> _Stated task 1_
Could you output the part of the slim fan thread below that opens with the words containing "So I'm in the" and closes with "have no A/C.", copied word for word?
> _Stated task 2_
In the slim fan thread below, answer these:
(a) What size is the single slim fan listed among the parts?
(b) What compression ratio does vdubxcrew give for the engine?
(c) How many fans does Minor_Threat run in front of the radiator, and what size are they?
> _Stated task 3_
Can you write the next part of the slim fan thread below, picking up after the last line shown?
--- start of Source text ---
# slim fan install & deleting the fan control module



## vdubxcrew (Jul 25, 2004)

So I'm in the process of collecting parts for the 16v ABA conversion and I'm at the point where I'm working on the coolant system. Heres the parts I've gotten and my end goal:
PARTS:
14" SINGLE SLIM FAN
71 deg thermostat
low temp fan switch
CSR inline filler w/ 16 psi cap
Evans coolant
GOAL: 
*Delete the coolant ball and all hoses that go to it, the heater core, driver side of head. 
*Delete fan control module and hard wire/relay directly to the slim fan.
*Allow the car to cool down faster and better overall coolant performance
So heres what I need to know: wiring diagram (or pics) of a relayed hard wired slim fan. And will this cause me to blow any fuses even though it's relayed? Oh and the car will have no A/C.


----------



## tdogg74 (Mar 1, 2002)

*FV-QR*

71* t-stat? You mean 171*? Why run it so cold? You running a turbo or super high compression? Car will run better at 190*


----------



## vdubxcrew (Jul 25, 2004)

*Re: FV-QR (tdogg74)*

Not extreme comp, but 12:1.


----------



## vdubxcrew (Jul 25, 2004)

*Re: FV-QR (vdubxcrew)*

anyone?


----------



## Minor_Threat (May 12, 2009)

*Re: FV-QR (vdubxcrew)*









I'm also running a low temp thermostat and low temp fan switch
2 10 in fans in front of the radiator


----------



## Minor_Threat (May 12, 2009)

*Re: FV-QR (Minor_Threat)*

are you just capping off the fitting on the head that goes to the expansion tank? I'm still trying to figure out what to do with that. 

_Quote, originally posted by *tdogg74* »_71* t-stat? You mean 171*? Why run it so cold? You running a turbo or super high compression? Car will run better at 190* 

I think he means 71C 


_Modified by Minor_Threat at 12:20 PM 3-29-2010_


----------



## vdubxcrew (Jul 25, 2004)
--- end of Source text ---
--- start of Information shown ---
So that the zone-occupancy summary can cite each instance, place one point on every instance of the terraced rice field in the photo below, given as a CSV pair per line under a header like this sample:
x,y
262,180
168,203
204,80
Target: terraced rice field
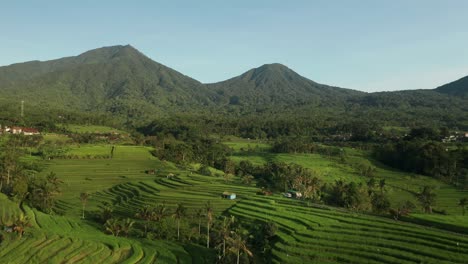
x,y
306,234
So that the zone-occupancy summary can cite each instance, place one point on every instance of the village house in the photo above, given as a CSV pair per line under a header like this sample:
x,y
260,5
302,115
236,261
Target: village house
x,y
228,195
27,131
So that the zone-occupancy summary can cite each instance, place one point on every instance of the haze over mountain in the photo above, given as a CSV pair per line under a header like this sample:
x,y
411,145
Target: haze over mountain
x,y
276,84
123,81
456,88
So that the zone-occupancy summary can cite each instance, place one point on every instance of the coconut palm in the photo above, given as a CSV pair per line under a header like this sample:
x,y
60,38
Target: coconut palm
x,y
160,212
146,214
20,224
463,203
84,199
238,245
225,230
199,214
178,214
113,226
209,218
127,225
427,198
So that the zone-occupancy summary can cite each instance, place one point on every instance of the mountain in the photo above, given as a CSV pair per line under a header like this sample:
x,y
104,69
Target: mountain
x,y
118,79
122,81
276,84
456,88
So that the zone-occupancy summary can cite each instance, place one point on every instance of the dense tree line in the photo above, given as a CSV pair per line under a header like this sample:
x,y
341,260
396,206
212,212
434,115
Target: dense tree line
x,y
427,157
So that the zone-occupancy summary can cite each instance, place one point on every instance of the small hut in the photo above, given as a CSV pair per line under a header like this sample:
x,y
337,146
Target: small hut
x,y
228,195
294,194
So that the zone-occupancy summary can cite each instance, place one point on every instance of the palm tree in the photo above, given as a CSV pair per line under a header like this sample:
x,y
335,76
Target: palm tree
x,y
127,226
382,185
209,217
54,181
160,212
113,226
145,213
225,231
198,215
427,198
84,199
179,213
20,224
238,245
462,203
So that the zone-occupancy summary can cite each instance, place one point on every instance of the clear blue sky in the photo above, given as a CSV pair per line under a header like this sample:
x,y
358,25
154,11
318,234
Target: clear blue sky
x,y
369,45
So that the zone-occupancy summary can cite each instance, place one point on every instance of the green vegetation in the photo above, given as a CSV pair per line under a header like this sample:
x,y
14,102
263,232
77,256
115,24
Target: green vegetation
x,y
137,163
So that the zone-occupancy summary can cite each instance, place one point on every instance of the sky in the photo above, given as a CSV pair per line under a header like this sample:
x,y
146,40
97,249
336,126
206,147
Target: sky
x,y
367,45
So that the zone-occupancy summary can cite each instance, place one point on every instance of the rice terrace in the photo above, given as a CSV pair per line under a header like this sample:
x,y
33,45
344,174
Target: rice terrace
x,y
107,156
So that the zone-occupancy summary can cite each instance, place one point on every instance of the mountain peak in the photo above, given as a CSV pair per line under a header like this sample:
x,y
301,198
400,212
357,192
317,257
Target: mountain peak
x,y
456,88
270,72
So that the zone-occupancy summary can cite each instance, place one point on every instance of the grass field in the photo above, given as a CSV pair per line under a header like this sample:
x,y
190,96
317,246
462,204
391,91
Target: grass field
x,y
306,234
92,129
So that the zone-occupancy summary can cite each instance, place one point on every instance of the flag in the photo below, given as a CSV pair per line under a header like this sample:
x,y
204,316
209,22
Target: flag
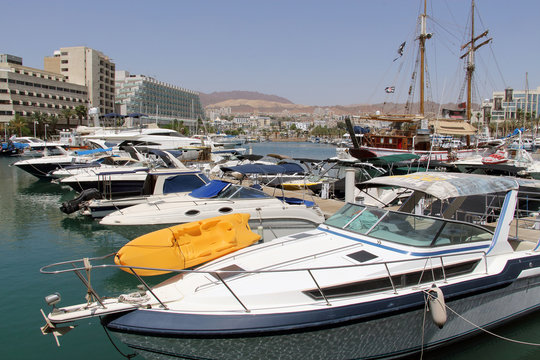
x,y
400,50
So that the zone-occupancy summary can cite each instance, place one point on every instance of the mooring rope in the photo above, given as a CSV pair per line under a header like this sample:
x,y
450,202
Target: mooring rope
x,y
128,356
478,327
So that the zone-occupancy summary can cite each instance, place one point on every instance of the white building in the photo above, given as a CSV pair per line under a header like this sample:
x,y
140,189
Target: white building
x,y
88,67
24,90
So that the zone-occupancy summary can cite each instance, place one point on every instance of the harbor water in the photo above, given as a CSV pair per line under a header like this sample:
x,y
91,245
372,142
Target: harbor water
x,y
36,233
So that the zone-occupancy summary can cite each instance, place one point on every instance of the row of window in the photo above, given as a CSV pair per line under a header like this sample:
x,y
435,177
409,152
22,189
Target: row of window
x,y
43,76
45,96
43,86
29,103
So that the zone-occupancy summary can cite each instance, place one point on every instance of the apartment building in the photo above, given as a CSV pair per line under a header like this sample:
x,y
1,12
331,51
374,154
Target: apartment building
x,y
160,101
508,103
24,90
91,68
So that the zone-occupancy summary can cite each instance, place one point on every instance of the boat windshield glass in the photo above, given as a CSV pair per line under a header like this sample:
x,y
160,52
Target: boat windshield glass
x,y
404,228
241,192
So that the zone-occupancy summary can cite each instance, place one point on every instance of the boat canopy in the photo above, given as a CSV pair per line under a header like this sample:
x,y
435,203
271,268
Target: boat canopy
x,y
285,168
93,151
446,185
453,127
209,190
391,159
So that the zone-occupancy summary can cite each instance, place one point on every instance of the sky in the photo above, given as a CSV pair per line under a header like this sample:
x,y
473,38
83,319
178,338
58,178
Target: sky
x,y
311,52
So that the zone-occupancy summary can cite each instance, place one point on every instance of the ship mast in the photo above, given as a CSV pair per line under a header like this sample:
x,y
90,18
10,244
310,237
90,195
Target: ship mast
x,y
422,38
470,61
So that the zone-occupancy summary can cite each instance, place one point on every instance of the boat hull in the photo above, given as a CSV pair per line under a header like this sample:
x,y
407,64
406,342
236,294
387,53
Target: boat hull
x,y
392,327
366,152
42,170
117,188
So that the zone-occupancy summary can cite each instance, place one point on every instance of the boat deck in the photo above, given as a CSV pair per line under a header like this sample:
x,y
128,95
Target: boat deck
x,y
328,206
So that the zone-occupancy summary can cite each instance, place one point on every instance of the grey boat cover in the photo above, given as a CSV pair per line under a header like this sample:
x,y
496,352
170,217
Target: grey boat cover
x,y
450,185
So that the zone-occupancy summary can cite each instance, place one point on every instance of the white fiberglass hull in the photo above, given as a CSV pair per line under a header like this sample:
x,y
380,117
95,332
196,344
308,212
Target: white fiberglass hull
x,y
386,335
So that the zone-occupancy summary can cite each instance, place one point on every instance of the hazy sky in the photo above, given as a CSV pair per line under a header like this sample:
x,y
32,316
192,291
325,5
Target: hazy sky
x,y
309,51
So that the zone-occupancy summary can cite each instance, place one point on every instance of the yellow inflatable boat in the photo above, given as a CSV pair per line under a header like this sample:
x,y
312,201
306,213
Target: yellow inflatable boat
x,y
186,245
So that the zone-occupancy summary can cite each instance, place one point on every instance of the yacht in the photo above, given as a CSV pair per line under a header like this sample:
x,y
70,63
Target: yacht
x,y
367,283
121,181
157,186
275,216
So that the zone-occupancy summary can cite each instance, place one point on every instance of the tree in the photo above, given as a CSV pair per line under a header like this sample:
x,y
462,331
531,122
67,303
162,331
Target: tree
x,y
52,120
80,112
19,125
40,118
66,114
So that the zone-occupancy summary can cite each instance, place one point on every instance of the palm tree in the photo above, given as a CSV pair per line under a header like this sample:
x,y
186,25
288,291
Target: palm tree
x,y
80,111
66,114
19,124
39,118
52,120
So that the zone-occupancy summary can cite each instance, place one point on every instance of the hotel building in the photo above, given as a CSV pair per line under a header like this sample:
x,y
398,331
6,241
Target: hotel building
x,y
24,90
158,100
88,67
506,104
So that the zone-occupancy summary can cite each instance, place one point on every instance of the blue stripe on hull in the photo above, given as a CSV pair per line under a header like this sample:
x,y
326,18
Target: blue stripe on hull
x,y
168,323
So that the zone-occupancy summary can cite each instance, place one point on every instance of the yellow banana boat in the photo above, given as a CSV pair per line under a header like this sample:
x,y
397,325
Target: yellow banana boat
--- end of Information shown ---
--- start of Information shown ---
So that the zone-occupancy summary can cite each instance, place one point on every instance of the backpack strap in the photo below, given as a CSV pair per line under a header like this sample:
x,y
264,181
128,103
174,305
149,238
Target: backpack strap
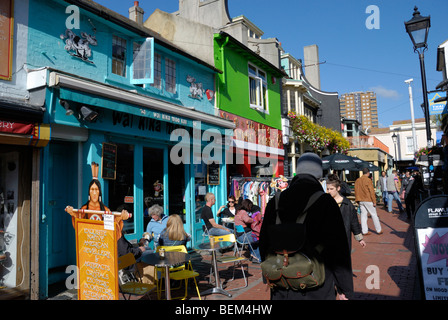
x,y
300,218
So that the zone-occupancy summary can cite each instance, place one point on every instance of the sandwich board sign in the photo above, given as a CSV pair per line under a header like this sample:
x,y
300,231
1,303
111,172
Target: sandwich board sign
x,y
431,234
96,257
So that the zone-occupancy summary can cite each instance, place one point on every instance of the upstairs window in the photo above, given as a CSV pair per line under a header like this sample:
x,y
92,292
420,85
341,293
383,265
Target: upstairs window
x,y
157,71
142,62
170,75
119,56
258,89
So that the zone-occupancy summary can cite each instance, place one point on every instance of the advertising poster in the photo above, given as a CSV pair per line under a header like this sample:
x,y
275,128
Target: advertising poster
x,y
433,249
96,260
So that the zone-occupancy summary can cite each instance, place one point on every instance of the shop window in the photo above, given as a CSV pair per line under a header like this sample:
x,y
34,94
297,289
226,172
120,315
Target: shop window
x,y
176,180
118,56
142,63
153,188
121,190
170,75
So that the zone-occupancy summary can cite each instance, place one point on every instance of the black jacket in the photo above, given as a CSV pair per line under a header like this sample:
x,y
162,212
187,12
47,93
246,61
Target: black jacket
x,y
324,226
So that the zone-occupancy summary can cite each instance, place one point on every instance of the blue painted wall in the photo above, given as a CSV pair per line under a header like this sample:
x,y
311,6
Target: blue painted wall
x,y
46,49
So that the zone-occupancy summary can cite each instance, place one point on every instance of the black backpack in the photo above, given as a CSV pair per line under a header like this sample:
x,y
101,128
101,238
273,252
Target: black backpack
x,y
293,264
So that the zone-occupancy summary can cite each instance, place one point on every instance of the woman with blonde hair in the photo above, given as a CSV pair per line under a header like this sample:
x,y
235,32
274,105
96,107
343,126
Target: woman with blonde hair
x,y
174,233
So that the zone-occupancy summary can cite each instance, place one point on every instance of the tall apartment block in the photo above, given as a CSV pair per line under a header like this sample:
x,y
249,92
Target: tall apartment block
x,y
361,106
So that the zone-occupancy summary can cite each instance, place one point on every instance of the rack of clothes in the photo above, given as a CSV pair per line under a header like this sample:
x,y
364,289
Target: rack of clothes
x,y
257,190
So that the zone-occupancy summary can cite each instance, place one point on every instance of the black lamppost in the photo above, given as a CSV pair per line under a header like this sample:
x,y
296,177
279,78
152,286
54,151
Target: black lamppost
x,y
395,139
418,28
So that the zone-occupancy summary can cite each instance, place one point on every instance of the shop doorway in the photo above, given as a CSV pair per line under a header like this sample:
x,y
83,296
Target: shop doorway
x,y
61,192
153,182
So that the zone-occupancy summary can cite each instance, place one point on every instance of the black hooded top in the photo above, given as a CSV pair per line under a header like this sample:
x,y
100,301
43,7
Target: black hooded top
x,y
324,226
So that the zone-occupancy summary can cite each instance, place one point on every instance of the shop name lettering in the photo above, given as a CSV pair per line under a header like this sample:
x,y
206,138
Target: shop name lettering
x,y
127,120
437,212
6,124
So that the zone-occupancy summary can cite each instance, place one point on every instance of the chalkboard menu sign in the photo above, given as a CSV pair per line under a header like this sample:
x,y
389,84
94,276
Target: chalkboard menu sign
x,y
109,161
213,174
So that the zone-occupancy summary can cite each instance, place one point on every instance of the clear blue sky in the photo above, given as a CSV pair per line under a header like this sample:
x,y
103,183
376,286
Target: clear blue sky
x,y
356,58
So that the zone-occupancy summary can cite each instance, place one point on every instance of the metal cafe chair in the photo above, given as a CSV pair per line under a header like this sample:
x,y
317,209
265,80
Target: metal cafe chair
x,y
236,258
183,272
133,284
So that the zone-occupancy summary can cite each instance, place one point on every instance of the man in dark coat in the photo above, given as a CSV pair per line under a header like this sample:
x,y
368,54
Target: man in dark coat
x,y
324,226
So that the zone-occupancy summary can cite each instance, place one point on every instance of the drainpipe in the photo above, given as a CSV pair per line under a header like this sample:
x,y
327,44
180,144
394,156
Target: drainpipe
--- end of Information shown ---
> _Task response 1_
So I'm in the process of collecting parts for the 16v ABA conversion and I'm at the point where I'm working on the coolant system. Heres the parts I've gotten and my end goal:
PARTS:
14" SINGLE SLIM FAN
71 deg thermostat
low temp fan switch
CSR inline filler w/ 16 psi cap
Evans coolant
GOAL: 
*Delete the coolant ball and all hoses that go to it, the heater core, driver side of head. 
*Delete fan control module and hard wire/relay directly to the slim fan.
*Allow the car to cool down faster and better overall coolant performance
So heres what I need to know: wiring diagram (or pics) of a relayed hard wired slim fan. And will this cause me to blow any fuses even though it's relayed? Oh and the car will have no A/C.

> _Task response 2_
(a) 14 inches.
(b) 12:1.
(c) Two fans, each 10 inches.

> _Task response 3_
*Re: FV-QR (Minor_Threat)*

Thanks minor threat. Appreciate it.


----------



## Minor_Threat (May 12, 2009)

*Re: FV-QR (vdubxcrew)*


_Quote, originally posted by *vdubxcrew* »_Thanks minor threat. Appreciate it.

anytime http://****************.com/smile/emthup.gif 
that setup lets the fans run at high speed when car gets warm, and also turns on the after runs. That setup can not be used with a/c theres no low speed setting.


----------



## vdubxcrew (Jul 25, 2004)

*Re: FV-QR (Minor_Threat)*


_Quote, originally posted by *Minor_Threat* »_are you just capping off the fitting on the head that goes to the expansion tank? I'm still trying to figure out what to do with that. 
I think he means 71C 

_Modified by Minor_Threat at 12:20 PM 3-29-2010_

yeah, 71C. About the head, I'm running a 16v head with the drivers side coolant outlet pipe deleted. There will only be sensors. I'm just running a hose at the top of the radiator to the front coolant pipe on the 16v head. There will be a CSR inline fill between them though. No worries about the A/C as it's long been deleted. As is the P/S.










_Modified by vdubxcrew at 8:26 PM 3-29-2010_


----------



## Minor_Threat (May 12, 2009)

*Re: FV-QR (vdubxcrew)*

i capped off the flange on the head that went to the heater core, the other hose outlet went to the upper radiator hose. Make sure you put that filler neck at the highest point in the cooling system. I was refering to the fitting that is in the corner of the ABA head that went to the top of the expansion ball.


----------



## vdubxcrew (Jul 25, 2004)

*Re: FV-QR (Minor_Threat)*

yeah, I don't think I'm going to have to worry about that. Thanks for all your help.


----------



## super_chief (Aug 16, 2008)

interesting..


----------



## powerplant (Jan 2, 2003)

I know I'm diggin up an old thread but I'm looking to simplify my fan wiring. I'm running ce2 and just planned on using the hot wire to the temp switch in the radiator to run the fans.

After looking at the minor threat's wiring drawing.... If I'm only looking for a single speed setup I'm puzzled why I can't eliminate the relay and just run the fan right off the temp switch with a 30amp fuse somewhere in the circuit.

Too many amps for this wire?


----------



## powerplant (Jan 2, 2003)

Crickets.....


----------



## Anony00GT (Mar 6, 2002)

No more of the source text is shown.